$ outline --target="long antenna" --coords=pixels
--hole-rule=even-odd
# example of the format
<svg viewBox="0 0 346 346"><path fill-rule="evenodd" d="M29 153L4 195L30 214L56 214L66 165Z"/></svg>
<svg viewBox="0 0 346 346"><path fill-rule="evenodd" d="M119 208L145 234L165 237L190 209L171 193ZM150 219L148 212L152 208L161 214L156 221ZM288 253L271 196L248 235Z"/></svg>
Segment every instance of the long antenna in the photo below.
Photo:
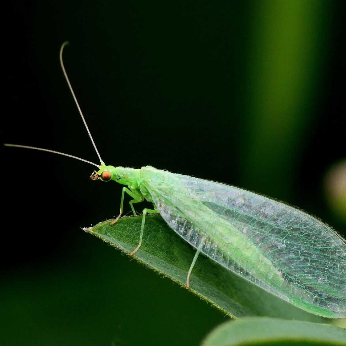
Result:
<svg viewBox="0 0 346 346"><path fill-rule="evenodd" d="M77 160L80 161L82 161L83 162L86 162L87 163L90 163L94 166L96 166L97 167L99 167L99 165L97 165L96 163L91 162L87 160L84 160L83 158L81 158L80 157L78 157L76 156L73 156L73 155L70 155L69 154L65 154L64 153L61 153L60 152L56 152L55 150L49 150L49 149L44 149L42 148L36 148L36 147L29 147L28 145L19 145L18 144L9 144L8 143L5 143L4 145L6 147L15 147L16 148L24 148L27 149L35 149L35 150L41 150L42 151L46 151L48 153L53 153L54 154L58 154L59 155L63 155L64 156L67 156L69 157L72 157L72 158L76 158Z"/></svg>
<svg viewBox="0 0 346 346"><path fill-rule="evenodd" d="M92 143L92 145L94 146L94 148L95 148L95 151L96 152L96 154L97 154L97 156L99 157L99 158L100 159L100 162L101 163L102 163L103 162L103 161L102 161L102 159L101 158L101 157L100 156L100 154L99 153L99 151L97 150L97 148L96 147L96 146L95 144L95 142L94 142L94 140L92 139L92 137L91 136L91 134L90 133L90 131L89 130L89 128L88 127L88 125L86 125L86 122L85 121L85 119L84 118L84 116L83 115L83 113L82 112L82 110L81 109L81 108L79 107L79 104L78 103L78 101L77 100L77 98L76 97L76 96L74 94L74 93L73 92L73 90L72 89L72 86L71 86L71 83L70 82L70 80L69 79L69 77L67 76L67 74L66 73L66 71L65 71L65 67L64 66L64 63L63 62L63 50L64 48L65 47L65 46L67 45L68 44L69 42L68 41L65 41L62 44L62 45L61 46L61 48L60 48L60 65L61 65L61 68L62 69L63 72L64 73L64 75L65 76L66 81L67 82L67 84L69 85L69 88L70 88L70 91L71 92L71 93L72 94L72 95L73 97L73 99L74 100L74 102L76 103L76 105L77 106L77 108L78 109L79 114L81 115L81 116L82 117L82 119L83 121L83 122L84 123L84 126L85 127L85 128L86 129L86 131L88 131L88 134L89 134L89 137L90 137L90 139L91 140L91 143ZM67 156L68 156L69 155ZM97 166L97 165L96 165Z"/></svg>

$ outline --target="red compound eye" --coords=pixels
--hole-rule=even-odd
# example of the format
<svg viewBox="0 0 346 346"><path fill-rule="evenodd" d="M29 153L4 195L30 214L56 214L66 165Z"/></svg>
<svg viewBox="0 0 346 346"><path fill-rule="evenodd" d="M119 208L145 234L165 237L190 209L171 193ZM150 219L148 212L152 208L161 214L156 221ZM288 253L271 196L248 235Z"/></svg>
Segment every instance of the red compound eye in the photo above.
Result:
<svg viewBox="0 0 346 346"><path fill-rule="evenodd" d="M112 174L109 171L104 171L101 173L101 179L103 181L109 181L112 179Z"/></svg>

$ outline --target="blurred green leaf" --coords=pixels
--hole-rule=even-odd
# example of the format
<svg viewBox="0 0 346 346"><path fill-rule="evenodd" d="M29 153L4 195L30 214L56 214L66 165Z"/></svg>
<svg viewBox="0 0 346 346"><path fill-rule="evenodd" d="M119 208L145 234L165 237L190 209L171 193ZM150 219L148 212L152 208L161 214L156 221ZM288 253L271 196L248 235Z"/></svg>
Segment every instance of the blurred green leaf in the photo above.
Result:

---

Directions: Reproduce all of the data above verbatim, character for character. Omit the picture.

Response for this exercise:
$ outline --target="long antenna" --coords=pixels
--hole-rule=even-odd
# example of the format
<svg viewBox="0 0 346 346"><path fill-rule="evenodd" d="M29 153L4 195L30 214L56 214L66 165Z"/></svg>
<svg viewBox="0 0 346 346"><path fill-rule="evenodd" d="M119 208L145 234L165 237L190 209L171 193ZM150 219L148 212L152 208L161 214L156 221ZM288 253L271 196L248 235Z"/></svg>
Segment every instance of the long antenna in the photo below.
Photo:
Result:
<svg viewBox="0 0 346 346"><path fill-rule="evenodd" d="M77 160L80 161L82 161L83 162L86 162L87 163L90 163L94 166L96 166L97 167L99 167L99 165L97 165L96 163L91 162L87 160L84 160L83 158L81 158L80 157L78 157L76 156L73 156L73 155L70 155L69 154L65 154L64 153L61 153L60 152L56 152L55 150L49 150L49 149L44 149L42 148L36 148L36 147L29 147L28 145L19 145L18 144L9 144L8 143L5 143L4 145L6 147L15 147L16 148L24 148L27 149L35 149L35 150L41 150L42 151L46 151L48 153L53 153L54 154L58 154L59 155L63 155L64 156L67 156L69 157L72 157L72 158L76 158Z"/></svg>
<svg viewBox="0 0 346 346"><path fill-rule="evenodd" d="M92 143L92 145L94 146L94 148L95 148L95 151L96 152L96 154L97 154L97 156L99 157L99 158L100 159L100 162L101 163L102 163L103 162L103 161L102 161L102 159L101 158L101 157L100 156L100 154L99 153L99 151L97 150L97 148L96 147L96 146L95 144L95 142L94 142L94 140L92 139L92 137L91 136L91 134L90 133L90 131L89 130L89 128L88 127L88 125L86 125L86 122L85 121L85 119L84 118L84 116L83 115L83 113L82 112L82 110L81 109L81 108L79 107L79 104L78 103L78 101L77 100L77 98L76 97L76 96L74 94L74 93L73 92L73 90L72 89L72 86L71 86L71 83L70 82L70 80L69 79L69 77L67 76L67 74L66 73L66 71L65 71L65 67L64 66L64 63L63 62L63 50L64 48L65 47L65 46L67 45L68 44L69 42L68 41L65 41L62 44L62 45L61 46L61 48L60 48L60 65L61 65L61 68L62 69L63 72L64 73L64 75L65 76L66 81L67 82L67 84L69 85L69 88L70 88L70 91L71 92L71 93L72 94L72 95L73 97L73 99L74 100L74 102L76 103L76 105L77 106L77 108L78 109L79 114L81 115L81 116L82 117L82 119L83 121L83 122L84 123L84 126L85 127L85 128L86 129L86 131L88 131L88 134L89 134L89 137L90 137L90 139L91 140L91 143ZM67 156L68 156L69 155ZM97 166L97 165L96 165Z"/></svg>

$ outline --target="red compound eye" --coords=pixels
--hole-rule=even-odd
# example of the format
<svg viewBox="0 0 346 346"><path fill-rule="evenodd" d="M29 153L4 195L30 214L56 214L66 165Z"/></svg>
<svg viewBox="0 0 346 346"><path fill-rule="evenodd" d="M119 208L145 234L165 237L190 209L171 193ZM150 219L148 212L152 208L161 214L156 221ZM288 253L271 196L248 235Z"/></svg>
Segment every instance of the red compound eye in the photo above.
Result:
<svg viewBox="0 0 346 346"><path fill-rule="evenodd" d="M112 174L109 171L104 171L101 173L101 179L103 181L109 181L112 179Z"/></svg>

$ outline --target="blurred green leaf" --coords=pixels
--hole-rule=even-odd
# example of the format
<svg viewBox="0 0 346 346"><path fill-rule="evenodd" d="M29 153L4 195L30 214L56 214L66 165Z"/></svg>
<svg viewBox="0 0 346 346"><path fill-rule="evenodd" d="M119 208L145 234L165 237L190 209L171 193ZM150 219L148 212L152 208L161 214L156 221ZM288 253L271 196L248 235Z"/></svg>
Segment every instance of the blurred green leaf in the photo above.
Result:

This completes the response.